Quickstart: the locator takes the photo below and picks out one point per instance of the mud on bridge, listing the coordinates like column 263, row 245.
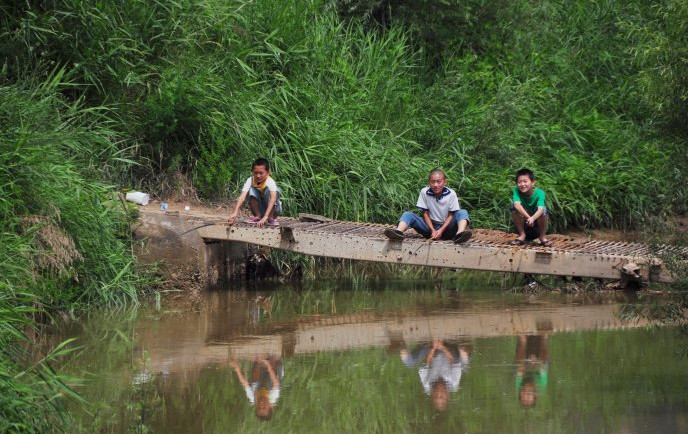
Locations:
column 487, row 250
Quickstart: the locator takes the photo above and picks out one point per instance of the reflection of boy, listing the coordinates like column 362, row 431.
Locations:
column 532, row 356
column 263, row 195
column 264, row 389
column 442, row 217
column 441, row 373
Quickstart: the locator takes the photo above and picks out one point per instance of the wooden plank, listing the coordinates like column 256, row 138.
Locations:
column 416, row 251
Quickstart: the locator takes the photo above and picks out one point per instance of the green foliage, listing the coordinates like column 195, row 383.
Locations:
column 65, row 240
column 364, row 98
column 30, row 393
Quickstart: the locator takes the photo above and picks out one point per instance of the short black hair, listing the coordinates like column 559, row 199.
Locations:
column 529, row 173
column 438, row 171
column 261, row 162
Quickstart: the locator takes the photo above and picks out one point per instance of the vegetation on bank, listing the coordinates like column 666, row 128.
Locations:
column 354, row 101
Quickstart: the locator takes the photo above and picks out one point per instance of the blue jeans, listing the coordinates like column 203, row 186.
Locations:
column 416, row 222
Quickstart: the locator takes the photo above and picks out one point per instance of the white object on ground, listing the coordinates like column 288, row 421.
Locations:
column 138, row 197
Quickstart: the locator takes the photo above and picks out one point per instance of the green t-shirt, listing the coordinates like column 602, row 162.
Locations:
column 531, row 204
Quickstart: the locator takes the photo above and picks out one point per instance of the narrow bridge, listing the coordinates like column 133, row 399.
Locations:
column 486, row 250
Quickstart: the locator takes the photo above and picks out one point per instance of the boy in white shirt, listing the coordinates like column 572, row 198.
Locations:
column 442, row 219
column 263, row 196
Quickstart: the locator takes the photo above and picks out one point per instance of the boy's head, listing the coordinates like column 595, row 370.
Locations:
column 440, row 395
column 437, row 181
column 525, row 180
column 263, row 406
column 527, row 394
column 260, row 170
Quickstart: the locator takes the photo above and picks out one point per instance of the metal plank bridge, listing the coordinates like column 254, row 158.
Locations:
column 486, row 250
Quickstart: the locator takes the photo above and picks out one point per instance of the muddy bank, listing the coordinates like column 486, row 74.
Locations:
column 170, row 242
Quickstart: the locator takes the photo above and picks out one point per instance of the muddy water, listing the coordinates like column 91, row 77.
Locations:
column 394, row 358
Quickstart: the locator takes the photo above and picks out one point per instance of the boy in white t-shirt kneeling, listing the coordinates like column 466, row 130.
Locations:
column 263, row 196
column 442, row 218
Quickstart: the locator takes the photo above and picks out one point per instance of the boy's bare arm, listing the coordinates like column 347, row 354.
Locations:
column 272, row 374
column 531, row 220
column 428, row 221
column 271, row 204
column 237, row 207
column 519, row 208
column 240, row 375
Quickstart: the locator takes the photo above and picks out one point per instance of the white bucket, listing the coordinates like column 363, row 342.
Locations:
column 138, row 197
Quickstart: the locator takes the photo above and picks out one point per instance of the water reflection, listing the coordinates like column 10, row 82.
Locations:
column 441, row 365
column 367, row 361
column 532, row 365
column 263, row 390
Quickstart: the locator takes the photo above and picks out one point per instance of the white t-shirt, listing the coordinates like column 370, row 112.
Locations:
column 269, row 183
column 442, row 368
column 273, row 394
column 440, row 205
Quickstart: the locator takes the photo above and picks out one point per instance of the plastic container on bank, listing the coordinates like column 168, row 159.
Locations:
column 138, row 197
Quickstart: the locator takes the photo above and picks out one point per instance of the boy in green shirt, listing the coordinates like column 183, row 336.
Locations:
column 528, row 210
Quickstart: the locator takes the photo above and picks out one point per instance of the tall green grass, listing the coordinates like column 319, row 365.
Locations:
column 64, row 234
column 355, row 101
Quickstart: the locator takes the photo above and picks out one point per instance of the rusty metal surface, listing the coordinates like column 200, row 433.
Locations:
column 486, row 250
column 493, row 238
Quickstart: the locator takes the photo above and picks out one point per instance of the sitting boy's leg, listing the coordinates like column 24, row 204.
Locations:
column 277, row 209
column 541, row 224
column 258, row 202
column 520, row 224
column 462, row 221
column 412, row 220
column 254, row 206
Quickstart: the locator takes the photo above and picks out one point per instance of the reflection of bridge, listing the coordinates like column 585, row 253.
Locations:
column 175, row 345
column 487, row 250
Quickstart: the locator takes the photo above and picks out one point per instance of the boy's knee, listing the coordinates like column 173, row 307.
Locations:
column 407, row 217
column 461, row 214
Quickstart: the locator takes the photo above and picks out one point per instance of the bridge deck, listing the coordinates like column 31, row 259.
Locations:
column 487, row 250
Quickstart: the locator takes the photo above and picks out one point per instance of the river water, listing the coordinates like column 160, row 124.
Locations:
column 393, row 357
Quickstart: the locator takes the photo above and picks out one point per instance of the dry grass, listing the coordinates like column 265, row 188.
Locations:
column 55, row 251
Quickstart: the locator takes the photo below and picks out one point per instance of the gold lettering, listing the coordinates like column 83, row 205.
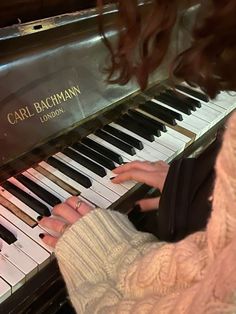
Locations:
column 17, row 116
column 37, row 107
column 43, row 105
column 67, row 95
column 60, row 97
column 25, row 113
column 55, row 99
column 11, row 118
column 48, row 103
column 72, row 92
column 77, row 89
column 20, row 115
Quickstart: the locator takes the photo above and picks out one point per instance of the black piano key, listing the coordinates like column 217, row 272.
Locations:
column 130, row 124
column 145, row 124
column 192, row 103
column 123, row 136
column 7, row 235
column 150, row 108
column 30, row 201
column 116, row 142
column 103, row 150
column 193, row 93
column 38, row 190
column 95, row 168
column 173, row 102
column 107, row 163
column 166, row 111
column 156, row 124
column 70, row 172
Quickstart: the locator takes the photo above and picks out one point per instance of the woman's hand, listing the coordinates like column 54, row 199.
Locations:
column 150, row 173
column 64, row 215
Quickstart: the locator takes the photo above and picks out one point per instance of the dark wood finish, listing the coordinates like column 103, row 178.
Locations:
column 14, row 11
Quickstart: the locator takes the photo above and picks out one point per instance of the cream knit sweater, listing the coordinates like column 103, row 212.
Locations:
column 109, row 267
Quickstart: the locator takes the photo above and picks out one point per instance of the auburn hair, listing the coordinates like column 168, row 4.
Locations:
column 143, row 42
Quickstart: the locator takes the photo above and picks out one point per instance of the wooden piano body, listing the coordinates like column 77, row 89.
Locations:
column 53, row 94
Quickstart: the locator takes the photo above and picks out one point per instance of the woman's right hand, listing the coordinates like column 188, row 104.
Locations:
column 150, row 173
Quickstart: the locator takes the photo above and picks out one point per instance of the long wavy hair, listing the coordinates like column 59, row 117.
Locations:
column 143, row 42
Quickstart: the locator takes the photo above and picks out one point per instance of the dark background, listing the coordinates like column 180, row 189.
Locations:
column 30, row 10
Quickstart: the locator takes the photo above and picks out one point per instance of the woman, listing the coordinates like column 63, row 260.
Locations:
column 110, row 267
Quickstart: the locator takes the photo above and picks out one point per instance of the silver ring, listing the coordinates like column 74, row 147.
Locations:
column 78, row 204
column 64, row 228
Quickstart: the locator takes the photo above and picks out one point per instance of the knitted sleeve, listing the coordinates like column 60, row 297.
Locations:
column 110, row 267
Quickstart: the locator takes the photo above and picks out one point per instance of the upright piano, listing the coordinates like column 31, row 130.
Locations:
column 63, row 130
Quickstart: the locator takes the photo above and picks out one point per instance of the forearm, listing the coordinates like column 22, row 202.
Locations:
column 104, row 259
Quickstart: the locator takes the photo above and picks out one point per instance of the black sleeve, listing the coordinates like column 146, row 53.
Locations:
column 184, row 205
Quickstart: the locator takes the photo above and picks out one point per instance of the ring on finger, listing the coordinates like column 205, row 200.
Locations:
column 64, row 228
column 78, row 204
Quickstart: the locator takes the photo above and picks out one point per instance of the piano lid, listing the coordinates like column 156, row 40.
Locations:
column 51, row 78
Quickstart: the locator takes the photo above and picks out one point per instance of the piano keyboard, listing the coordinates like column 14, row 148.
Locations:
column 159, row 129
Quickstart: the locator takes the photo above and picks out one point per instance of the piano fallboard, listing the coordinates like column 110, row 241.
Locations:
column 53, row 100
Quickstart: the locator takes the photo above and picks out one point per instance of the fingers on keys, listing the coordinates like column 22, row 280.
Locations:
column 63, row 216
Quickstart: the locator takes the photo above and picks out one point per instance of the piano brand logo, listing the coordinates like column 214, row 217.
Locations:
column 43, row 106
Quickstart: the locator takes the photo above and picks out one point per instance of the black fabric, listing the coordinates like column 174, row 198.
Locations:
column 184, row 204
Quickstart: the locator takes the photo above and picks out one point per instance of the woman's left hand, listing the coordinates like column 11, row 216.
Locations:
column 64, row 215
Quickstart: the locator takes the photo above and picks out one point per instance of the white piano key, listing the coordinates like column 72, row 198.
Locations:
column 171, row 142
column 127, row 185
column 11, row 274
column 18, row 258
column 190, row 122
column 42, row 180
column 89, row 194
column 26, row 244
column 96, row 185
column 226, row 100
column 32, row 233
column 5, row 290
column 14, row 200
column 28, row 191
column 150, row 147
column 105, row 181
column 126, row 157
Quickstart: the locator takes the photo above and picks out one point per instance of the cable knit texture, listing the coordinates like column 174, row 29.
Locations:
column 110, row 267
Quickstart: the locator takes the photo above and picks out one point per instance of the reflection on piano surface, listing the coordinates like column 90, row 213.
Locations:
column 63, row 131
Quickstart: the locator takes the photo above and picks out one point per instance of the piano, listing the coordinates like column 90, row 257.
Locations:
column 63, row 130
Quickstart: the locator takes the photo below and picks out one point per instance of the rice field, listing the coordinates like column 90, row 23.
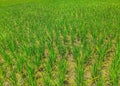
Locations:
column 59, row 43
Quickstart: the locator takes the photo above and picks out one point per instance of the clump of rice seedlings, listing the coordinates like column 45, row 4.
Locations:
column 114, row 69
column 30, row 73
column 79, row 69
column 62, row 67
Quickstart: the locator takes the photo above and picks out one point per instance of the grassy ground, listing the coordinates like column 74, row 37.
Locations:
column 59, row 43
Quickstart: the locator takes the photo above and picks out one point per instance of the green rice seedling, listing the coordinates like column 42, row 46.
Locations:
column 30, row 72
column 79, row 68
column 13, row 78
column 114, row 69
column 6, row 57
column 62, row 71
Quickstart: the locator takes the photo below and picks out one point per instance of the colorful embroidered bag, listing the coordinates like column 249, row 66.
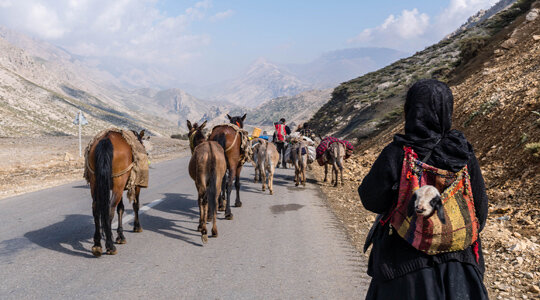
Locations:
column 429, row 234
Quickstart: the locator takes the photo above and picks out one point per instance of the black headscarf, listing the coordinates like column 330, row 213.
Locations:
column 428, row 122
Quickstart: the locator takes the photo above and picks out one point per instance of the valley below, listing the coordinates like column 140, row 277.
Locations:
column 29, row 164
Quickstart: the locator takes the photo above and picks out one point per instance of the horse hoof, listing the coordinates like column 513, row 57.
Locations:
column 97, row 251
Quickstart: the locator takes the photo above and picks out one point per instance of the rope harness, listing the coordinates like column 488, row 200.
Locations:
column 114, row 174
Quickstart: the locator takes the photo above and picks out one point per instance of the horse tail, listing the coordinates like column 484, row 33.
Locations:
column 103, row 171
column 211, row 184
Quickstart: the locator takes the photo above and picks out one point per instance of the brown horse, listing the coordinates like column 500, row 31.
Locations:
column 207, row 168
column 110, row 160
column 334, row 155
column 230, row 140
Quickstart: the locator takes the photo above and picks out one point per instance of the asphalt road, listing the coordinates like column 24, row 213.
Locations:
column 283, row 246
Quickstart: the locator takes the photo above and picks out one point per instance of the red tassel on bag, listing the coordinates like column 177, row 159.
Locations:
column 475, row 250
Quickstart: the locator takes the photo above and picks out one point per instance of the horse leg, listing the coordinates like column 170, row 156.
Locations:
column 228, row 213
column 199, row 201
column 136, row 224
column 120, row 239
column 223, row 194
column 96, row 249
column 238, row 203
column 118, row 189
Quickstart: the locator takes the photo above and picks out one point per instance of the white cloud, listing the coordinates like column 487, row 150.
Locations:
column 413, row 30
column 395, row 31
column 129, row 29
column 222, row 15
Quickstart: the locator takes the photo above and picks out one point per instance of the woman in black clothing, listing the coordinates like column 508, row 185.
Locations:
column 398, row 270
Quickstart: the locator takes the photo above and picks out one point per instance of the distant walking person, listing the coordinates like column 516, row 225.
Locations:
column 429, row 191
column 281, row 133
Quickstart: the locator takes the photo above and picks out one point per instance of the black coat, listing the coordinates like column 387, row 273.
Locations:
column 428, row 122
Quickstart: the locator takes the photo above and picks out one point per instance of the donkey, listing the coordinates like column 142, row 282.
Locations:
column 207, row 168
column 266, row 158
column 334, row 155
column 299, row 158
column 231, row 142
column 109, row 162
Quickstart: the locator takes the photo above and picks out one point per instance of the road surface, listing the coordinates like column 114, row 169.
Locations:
====
▸ **WORK INSTRUCTIONS**: Go through the records. Copy each line where "sleeve" appears.

▸ **SOLUTION TO THE PROBLEM**:
Quickstart: the locator takes the photo above and picks out one point per instance of the knitted sleeve, listing the coordinates like column 60, row 297.
Quickstart: the locator takes the photo above and picks out one point per instance of the black sleeve, listing the coordinates like column 146, row 53.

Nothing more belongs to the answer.